Instruction | Pick out every line below that contains the word "brown", and copy each one. Match case exactly.

Dataset rows
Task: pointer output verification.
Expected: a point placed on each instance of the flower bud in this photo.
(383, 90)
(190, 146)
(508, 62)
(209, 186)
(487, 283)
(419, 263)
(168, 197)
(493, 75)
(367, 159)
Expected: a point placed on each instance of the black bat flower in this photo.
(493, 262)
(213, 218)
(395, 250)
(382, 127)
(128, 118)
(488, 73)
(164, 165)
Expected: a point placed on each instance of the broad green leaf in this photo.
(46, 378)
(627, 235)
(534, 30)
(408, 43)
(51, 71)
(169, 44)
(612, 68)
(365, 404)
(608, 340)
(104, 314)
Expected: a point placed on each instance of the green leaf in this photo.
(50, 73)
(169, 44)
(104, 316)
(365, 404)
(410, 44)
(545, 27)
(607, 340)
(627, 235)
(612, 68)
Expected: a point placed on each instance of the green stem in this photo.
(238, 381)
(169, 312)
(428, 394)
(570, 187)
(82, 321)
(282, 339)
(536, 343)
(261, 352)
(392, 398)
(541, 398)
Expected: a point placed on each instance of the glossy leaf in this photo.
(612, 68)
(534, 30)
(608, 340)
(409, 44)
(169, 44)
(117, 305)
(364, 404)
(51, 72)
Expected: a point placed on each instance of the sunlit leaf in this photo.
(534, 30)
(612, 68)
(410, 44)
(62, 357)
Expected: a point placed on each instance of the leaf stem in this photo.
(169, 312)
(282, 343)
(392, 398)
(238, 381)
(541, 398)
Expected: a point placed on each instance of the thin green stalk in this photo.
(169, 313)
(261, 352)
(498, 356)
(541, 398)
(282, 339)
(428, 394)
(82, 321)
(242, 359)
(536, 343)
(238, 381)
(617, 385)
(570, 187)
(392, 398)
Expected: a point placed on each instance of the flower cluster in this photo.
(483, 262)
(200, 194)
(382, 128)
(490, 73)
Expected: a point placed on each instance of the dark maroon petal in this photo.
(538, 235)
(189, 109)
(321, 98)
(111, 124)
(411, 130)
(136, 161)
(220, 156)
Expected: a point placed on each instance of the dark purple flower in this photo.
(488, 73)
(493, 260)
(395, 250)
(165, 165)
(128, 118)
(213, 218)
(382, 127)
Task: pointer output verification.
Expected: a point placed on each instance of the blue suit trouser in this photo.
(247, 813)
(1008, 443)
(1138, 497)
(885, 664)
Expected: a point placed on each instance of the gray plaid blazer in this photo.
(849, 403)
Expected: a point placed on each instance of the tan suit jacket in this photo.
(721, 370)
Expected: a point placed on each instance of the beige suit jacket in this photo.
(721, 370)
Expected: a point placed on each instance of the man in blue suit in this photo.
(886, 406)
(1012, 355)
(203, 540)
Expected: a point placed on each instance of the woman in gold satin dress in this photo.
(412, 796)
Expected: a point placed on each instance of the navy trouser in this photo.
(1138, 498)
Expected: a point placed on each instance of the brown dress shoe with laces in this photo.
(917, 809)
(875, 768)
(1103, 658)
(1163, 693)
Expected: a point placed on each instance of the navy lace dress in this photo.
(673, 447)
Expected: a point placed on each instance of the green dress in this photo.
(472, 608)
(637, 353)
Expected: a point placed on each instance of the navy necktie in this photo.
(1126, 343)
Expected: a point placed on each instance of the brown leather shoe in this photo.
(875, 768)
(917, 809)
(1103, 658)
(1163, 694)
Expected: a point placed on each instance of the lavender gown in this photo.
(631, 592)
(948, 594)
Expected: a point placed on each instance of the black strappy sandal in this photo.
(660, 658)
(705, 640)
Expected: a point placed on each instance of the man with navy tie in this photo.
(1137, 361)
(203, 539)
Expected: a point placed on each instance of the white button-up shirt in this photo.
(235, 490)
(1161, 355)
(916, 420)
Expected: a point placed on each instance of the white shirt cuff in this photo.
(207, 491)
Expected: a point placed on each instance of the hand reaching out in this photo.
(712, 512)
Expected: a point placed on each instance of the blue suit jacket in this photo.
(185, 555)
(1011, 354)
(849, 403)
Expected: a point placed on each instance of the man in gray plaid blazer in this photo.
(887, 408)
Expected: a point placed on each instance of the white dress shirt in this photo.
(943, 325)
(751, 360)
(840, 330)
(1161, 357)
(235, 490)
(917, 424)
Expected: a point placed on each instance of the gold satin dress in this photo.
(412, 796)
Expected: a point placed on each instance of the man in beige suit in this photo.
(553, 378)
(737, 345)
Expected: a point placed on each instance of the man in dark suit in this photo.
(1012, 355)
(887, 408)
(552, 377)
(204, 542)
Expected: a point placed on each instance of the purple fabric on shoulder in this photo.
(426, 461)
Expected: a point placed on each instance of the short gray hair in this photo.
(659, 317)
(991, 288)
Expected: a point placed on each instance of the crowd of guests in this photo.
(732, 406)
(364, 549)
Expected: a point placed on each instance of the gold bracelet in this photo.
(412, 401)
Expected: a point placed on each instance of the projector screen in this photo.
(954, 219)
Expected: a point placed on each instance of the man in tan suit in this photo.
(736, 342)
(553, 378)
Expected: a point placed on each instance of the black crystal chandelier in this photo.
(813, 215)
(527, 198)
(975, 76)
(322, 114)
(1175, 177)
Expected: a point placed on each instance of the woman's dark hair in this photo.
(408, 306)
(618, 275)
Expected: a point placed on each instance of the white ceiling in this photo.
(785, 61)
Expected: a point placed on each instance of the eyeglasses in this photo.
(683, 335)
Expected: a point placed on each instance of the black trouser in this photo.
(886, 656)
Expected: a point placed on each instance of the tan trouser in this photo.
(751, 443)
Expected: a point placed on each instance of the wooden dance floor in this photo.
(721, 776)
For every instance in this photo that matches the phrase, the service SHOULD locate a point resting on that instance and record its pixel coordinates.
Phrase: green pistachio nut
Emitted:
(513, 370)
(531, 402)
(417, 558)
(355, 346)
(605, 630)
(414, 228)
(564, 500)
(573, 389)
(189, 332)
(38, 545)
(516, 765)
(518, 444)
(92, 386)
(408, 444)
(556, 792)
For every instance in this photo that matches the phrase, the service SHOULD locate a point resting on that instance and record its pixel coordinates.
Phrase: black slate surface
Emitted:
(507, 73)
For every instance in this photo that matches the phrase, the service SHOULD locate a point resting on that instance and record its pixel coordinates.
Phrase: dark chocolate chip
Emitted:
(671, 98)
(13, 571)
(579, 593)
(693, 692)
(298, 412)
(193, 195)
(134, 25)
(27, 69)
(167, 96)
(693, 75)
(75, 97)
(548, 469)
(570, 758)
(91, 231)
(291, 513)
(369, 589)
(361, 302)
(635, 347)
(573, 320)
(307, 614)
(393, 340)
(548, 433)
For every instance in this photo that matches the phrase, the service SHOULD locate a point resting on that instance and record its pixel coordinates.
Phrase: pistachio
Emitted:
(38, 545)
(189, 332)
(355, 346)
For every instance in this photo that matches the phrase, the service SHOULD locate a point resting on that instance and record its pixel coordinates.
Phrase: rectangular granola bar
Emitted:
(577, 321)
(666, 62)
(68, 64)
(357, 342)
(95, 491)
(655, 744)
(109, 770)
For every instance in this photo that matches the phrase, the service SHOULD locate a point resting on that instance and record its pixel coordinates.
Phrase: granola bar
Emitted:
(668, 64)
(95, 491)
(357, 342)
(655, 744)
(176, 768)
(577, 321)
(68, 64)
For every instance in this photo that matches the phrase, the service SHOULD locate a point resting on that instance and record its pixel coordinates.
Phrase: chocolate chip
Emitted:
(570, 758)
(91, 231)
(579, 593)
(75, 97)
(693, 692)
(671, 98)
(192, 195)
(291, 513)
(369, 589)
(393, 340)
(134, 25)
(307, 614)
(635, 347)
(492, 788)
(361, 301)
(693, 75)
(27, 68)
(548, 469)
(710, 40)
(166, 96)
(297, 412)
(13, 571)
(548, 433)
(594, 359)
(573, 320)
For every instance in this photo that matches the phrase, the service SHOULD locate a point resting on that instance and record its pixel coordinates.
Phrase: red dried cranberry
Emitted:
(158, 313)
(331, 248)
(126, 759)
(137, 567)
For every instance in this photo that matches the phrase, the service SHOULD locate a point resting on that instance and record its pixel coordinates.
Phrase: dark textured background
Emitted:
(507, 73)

Solution |
Expected: a point placed on each instance of the brown dress shoe with laces in this photo.
Expected: a point placed on each instance of the brown leather shoe in this photo.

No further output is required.